Write out the stretch of the trial report from "As Jonathan Majors’s" through "dispute in March.", copying it word for word.
───── DOCUMENT EXCERPT
As Jonathan Majors’s domestic assault trial finished its first week in a Manhattan courthouse, text messages between the actor and his accuser, ex-girlfriend Grace Jabbari, were unsealed; they had previously been referenced in a pretrial filing from the prosecution. Majors has pleaded not guilty to misdemeanor charges of assault and harassment originating from an alleged domestic dispute in March.
Six months before Majors was arrested on March 25 and Jabbari was treated at a hospital for what authorities said were “minor injuries to her head and neck,” there was apparently another altercation between the couple. According to People, the alleged incident itself is precluded from coming into the trial—but text messages exchanged between the two parties afterward are admissible as Molineux evidence, which can help prosecutors establish that a defendant’s behavior is “inextricably interwoven with the charged acts.” In the pretrial filing, prosecutors also noted “medical records from London related to an incident that occurred in September 2022.”
The text correspondence presented before jurors on Friday appeared to show Majors telling Jabbari, “I fear you have no perspective of what could happen if you go to the hospital. They will ask you questions, and as I don’t think you actually protect us, it could lead to investigation even if you do lie, and they suspect something.”
Jabbari, who on the second day of the trial testified to Majors’s “violent temper,” read these texts before the court, per People. She reportedly cried while reading one: “I will tell the doctor I bumped my head.” Assistant District Attorney Kelli Galaway then took over the recitation: “I will tell the doctor I bumped my head if I go. I’m going to give it one more day, but I can’t sleep and I need some stronger pain killers. That’s all: why would I tell them what really happened when it’s clear I want to be with you.”
During a cross-examination of Jabbari earlier this week, Majors’s criminal defense lawyer, Priya Chaudhry, opened the door to this evidence being presented, according to People. At one point, she reportedly asked Jabbari why she had told emergency staff that she did not remember how she’d been injured following the March 2023 incident. Judge Michael Gaffey, who had previously ruled the earlier incident inadmissible, said Friday that the attorney had asked this in an effort to question Jabbari’s reliability, “even though they knew there might be another reason she was not forthcoming.”
──────────
───── MATERIAL SHOWN
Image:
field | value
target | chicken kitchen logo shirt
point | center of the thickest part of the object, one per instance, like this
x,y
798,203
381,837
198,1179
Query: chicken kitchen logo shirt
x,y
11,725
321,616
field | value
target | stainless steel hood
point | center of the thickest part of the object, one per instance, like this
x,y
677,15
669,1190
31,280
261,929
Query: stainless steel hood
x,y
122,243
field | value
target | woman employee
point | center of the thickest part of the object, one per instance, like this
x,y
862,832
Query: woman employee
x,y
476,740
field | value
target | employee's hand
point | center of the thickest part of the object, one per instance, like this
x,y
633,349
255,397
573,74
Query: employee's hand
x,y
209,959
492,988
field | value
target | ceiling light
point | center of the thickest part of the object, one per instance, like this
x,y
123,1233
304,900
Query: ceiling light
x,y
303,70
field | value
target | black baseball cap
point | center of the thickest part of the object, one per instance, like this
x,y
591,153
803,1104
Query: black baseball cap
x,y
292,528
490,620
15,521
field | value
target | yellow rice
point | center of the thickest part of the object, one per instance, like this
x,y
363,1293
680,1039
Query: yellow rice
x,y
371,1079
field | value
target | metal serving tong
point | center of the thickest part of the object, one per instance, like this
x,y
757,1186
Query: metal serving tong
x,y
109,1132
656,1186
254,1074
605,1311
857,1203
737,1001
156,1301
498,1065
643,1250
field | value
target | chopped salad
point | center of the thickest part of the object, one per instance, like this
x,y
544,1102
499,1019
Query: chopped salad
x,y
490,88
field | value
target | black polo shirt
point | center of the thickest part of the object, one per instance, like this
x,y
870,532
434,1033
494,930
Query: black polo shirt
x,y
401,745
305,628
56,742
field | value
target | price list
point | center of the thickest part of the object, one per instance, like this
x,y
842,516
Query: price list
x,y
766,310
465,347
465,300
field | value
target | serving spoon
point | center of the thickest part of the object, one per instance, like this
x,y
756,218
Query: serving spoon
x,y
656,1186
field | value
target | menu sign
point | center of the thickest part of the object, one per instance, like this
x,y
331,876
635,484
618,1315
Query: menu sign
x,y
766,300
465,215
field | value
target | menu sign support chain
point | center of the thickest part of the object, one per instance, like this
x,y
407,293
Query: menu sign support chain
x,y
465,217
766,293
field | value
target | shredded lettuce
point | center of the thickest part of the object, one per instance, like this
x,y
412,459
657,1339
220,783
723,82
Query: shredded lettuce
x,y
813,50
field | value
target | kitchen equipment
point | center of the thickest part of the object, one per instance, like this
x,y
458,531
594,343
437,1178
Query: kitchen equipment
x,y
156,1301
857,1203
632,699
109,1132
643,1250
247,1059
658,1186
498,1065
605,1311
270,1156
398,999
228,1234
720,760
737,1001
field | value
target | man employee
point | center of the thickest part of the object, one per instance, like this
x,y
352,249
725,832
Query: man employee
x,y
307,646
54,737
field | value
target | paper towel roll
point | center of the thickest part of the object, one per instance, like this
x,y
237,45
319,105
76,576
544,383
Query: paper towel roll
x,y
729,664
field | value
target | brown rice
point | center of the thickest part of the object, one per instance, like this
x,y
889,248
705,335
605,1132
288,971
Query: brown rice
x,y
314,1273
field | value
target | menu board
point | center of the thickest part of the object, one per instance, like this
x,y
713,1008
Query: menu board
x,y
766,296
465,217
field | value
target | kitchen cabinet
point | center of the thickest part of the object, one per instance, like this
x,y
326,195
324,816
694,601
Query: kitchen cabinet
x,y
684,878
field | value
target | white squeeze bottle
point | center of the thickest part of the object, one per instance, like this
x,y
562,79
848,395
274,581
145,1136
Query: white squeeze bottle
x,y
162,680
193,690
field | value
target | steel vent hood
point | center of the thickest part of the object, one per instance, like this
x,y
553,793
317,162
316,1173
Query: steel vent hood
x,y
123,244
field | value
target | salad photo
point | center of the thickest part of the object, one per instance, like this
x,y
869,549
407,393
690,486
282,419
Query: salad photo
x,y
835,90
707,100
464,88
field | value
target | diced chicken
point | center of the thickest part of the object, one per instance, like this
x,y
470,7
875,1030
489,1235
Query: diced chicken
──────────
**SOLVED PROBLEM:**
As Jonathan Majors’s domestic assault trial finished its first week in a Manhattan courthouse, text messages between the actor and his accuser, ex-girlfriend Grace Jabbari, were unsealed; they had previously been referenced in a pretrial filing from the prosecution. Majors has pleaded not guilty to misdemeanor charges of assault and harassment originating from an alleged domestic dispute in March.